INPUT DATA:
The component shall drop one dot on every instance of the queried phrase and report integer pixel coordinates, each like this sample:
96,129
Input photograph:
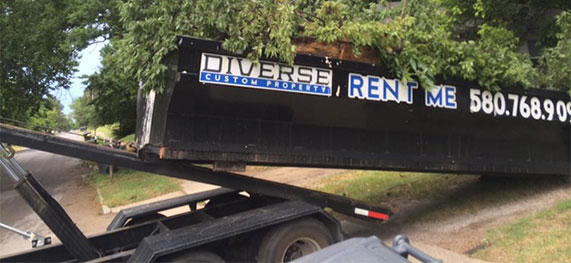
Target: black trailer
324,112
262,221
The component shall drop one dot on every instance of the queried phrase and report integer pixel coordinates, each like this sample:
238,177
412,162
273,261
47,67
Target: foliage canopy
474,40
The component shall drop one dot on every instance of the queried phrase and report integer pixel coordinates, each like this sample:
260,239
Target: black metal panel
53,215
208,123
147,209
67,147
196,235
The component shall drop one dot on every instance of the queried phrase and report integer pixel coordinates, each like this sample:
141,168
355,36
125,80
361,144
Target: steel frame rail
49,143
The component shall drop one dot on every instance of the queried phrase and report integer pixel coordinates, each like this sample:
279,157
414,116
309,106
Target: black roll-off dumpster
327,112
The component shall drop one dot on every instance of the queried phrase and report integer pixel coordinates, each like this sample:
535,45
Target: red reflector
378,215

TASK BRIEF: Make an exact copy of the records above. Keep out every picture.

SOLUTION FOR THIS PROBLEM:
The component shall drop one dot on every instance of the queried phrase and report integer pixel coordinates, each like this sample:
96,129
Input photograph:
Target: black trailer
324,112
262,221
The component shall drop one dot on every instance of the queried phrase and report integer pixel coordinates, each like this sample:
238,177
412,162
273,261
47,67
Target: foliage canopy
474,40
The component shall drop one dot on every instance of the queried phrase and report integer pixel coordinates, each like this sample:
260,239
Target: black metal panel
53,215
208,123
147,209
67,147
196,235
The component shall drop one dot on every instance of the queried phrase and report integer pixel coordinates, each like this sample:
141,168
355,36
125,80
361,144
Target: steel frame rail
49,143
The component shall drop one dot on every instance of the queried phrase and report integer pixel coordinates, each like this sample:
279,157
414,116
309,106
Target: black roll-off dumpster
327,112
The component shall drop one dot on every instance of the queried phrase and report integer pixel coordinates, each like this sample:
535,45
Target: red reflector
378,215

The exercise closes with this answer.